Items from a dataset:

○ ○ ○ ○ ○

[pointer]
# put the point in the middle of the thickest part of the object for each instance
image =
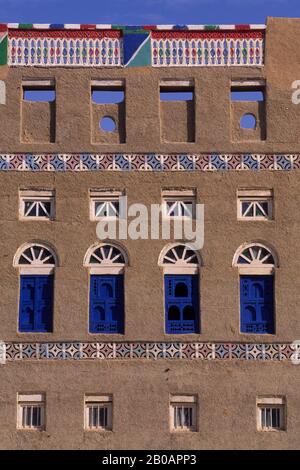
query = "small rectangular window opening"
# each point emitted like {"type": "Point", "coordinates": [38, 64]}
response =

○ ○ ○ ○ ○

The task:
Edit the lines above by replacing "rectangular" with "square" and changing nothing else, and omit the pictures from your answer.

Answer to this problem:
[pointer]
# put the point in the middle of the thickest part of the object for each instance
image =
query = "small square window opening"
# each point emitted like {"type": "Point", "coordinates": [38, 64]}
response =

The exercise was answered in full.